»»

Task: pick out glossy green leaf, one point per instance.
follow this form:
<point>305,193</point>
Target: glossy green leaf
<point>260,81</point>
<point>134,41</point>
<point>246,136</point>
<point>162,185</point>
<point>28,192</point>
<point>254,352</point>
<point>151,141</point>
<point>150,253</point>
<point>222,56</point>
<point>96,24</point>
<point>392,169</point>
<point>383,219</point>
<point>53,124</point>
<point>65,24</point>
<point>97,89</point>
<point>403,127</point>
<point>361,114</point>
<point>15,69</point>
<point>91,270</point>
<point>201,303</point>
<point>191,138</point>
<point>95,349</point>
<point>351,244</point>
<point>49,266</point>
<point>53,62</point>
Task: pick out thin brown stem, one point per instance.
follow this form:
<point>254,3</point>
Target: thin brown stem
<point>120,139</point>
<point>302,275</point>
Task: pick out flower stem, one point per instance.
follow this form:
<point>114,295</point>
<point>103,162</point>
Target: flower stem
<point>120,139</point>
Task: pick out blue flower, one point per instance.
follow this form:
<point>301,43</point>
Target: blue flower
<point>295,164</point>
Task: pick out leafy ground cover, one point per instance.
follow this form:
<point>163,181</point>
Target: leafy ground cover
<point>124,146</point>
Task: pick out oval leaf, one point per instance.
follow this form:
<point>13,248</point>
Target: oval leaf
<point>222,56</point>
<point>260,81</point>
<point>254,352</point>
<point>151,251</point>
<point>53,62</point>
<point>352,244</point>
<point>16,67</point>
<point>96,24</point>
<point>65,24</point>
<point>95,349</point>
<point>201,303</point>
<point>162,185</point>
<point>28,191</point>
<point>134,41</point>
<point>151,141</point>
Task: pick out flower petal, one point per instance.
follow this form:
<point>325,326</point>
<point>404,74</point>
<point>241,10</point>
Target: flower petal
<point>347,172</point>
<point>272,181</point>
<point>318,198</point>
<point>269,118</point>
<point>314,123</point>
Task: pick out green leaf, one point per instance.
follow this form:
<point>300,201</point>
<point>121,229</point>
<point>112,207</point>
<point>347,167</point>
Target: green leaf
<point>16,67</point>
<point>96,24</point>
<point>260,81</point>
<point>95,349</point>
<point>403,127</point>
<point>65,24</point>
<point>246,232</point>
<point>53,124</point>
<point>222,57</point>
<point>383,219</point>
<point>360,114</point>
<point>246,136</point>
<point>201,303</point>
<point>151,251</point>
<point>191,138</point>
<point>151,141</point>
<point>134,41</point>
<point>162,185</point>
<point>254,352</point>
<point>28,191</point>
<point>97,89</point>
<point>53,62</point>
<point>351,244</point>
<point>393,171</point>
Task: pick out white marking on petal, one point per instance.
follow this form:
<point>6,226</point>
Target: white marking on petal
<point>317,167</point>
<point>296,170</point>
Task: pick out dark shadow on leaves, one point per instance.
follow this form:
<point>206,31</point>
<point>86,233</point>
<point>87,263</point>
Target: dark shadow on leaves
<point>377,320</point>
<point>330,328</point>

««

_Task to complete_
The lines holding the string "instance" are what is needed from the material above.

_Written solution_
Task: pick out glossy green leaf, one point per instance.
Task: pick out thin brown stem, one point per instance.
Task: pick out flower stem, one point per instance.
Task: pick out blue flower, one point per instance.
Task: pick out leafy ground cover, one point per instance.
Task: pick out oval leaf, one point per instance.
Task: pick out flower petal, one point per instance.
Task: pick out green leaf, one point per instance.
Task: pick out white marking on petal, one point per instance.
Task: pick out dark shadow on leaves, one point per instance.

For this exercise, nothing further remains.